Could you pull the lines out of the data below word for word, starting at the line containing "of the quarterback" and ending at the line containing "x=170, y=61", with both of those lines included?

══════════════════════════════

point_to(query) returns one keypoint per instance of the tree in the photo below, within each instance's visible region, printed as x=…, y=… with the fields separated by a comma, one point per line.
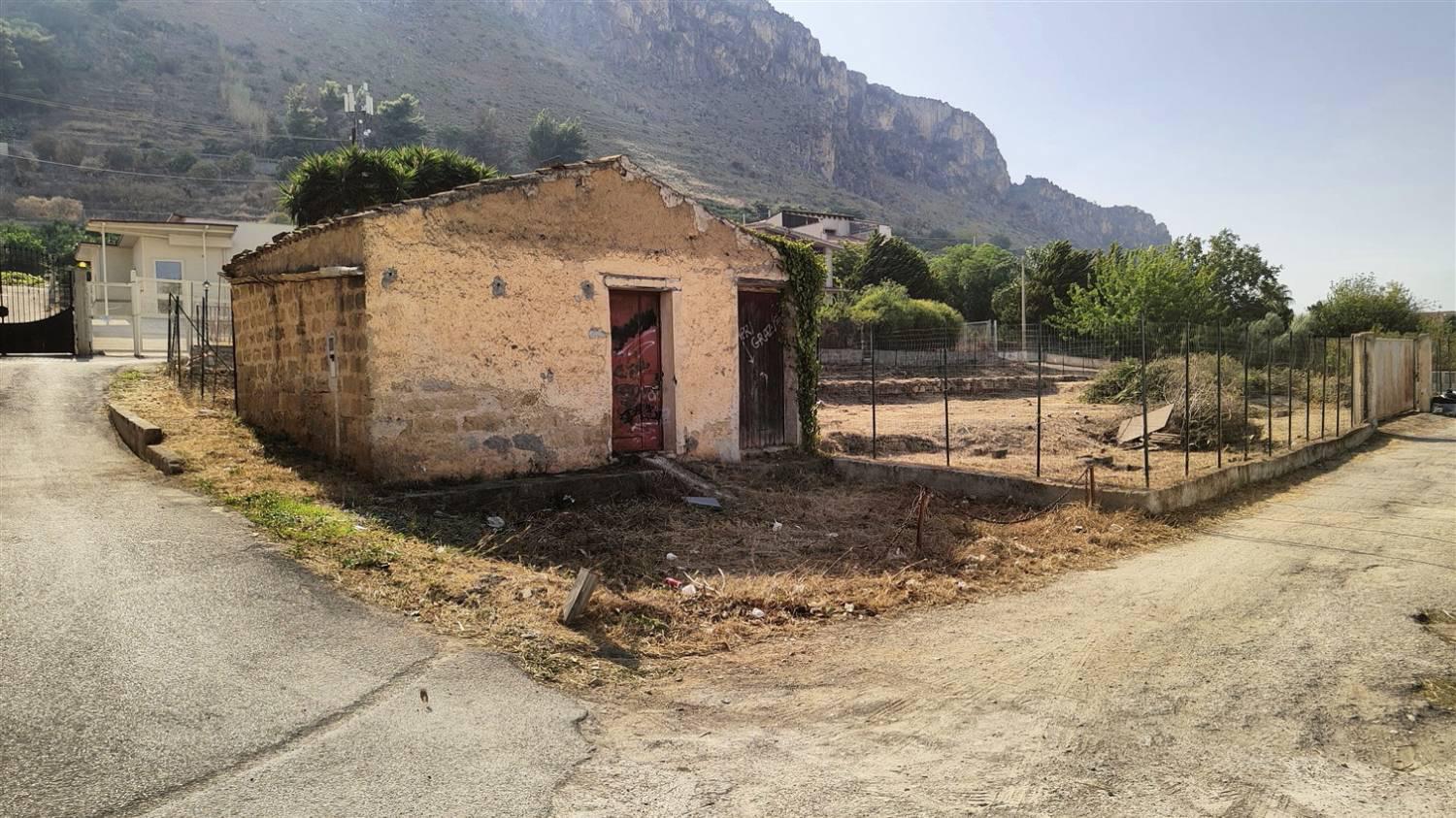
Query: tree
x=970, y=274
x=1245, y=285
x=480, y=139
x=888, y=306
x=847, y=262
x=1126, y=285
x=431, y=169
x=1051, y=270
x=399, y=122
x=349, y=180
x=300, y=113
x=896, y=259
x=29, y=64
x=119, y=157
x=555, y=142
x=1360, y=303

══════════════════════════════

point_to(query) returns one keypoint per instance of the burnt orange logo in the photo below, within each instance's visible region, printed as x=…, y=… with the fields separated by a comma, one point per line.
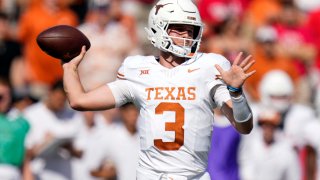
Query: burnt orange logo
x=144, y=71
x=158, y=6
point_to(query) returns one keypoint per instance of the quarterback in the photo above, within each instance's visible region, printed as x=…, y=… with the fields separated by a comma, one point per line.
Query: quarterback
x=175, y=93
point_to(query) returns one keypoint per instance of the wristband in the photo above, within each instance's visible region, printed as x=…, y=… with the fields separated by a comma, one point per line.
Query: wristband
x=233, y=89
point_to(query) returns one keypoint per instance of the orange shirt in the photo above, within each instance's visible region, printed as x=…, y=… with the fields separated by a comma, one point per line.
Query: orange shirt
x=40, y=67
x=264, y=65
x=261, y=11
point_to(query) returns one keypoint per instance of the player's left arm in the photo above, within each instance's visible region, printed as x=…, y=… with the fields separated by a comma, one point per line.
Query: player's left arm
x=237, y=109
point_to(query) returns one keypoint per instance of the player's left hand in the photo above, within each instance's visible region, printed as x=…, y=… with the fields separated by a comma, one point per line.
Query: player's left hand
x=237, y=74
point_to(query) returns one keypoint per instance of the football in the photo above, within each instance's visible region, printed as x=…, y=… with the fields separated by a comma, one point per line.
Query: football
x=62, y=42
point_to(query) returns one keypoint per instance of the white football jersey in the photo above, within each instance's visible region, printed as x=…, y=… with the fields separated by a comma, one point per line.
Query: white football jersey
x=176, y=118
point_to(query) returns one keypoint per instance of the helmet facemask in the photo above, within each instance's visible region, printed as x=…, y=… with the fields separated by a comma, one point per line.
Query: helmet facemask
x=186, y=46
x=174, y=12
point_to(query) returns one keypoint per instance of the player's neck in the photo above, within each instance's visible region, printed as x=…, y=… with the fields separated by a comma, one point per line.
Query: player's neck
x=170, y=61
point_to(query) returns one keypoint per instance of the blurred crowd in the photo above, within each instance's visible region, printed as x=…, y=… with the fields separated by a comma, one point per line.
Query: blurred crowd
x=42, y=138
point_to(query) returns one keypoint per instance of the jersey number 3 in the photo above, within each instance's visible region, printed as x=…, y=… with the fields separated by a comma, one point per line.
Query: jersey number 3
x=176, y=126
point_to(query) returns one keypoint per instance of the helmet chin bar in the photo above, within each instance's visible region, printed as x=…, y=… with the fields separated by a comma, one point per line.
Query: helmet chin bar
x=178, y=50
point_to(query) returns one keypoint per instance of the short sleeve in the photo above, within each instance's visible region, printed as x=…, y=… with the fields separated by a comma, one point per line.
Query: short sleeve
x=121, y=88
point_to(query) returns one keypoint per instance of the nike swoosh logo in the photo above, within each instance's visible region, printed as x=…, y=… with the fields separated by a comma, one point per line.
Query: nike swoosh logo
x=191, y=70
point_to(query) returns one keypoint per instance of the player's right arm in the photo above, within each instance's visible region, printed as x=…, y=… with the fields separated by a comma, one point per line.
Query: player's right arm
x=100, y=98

══════════════════════════════

**Correct output**
point_to(query) returns one keypoint per instance of the quarterback in the photo above, within each instance's visible region, printed as x=…, y=… with the fields separated by a comma, one point per line.
Query: quarterback
x=175, y=93
point_to(query) returns one keypoint per instance of the wristband in the photo above, within each instance's visible region, printed as x=…, y=… with the fields separated by a comma, one point per line.
Query: wristband
x=233, y=89
point_to(query) returns one keypoint per instance of the orange shirt in the photo above, within each instance's visible region, printed as x=…, y=… with the fields separated by a comma, one point per line.
Query: orange shirt
x=40, y=67
x=264, y=65
x=261, y=11
point_to(query) returns one keypoint per instance of the player's left arm in the photo above, within each instance's visible region, printed as x=…, y=… with the fields separated by a comma, one point per line.
Query: player's left arm
x=237, y=109
point_to(query) returns one keypoint per instance of the player's left hand in the photo above, within each instance's visible region, printed as x=…, y=… with the fields separated by a comma, one point per line.
Query: player's left hand
x=237, y=74
point_to(query) returns one keypoint per instance of the football in the photo above, within each instance's visible region, printed as x=…, y=… with the fields separated by a comma, one point per line.
Query: football
x=62, y=42
point_to(query) returns one keypoint per instance of the white football jersey in the photo above, within each instance's visible region, printed as x=…, y=… with the fields separated by a comma, one point per line.
Query: white football jersey
x=176, y=118
point_to(query) returns one keypoint per instance of the helmet facemask in the photo above, within each instance's visible region, printed as x=…, y=… with the fields separated by a comma, one point per line.
Query: helmet facemask
x=186, y=46
x=174, y=12
point_to(query) returns one keypoint per instance of the player's neck in the photo above, within each instance's visible region, printed as x=…, y=… with the fields separated by a comma, one point per line.
Query: player's neck
x=170, y=61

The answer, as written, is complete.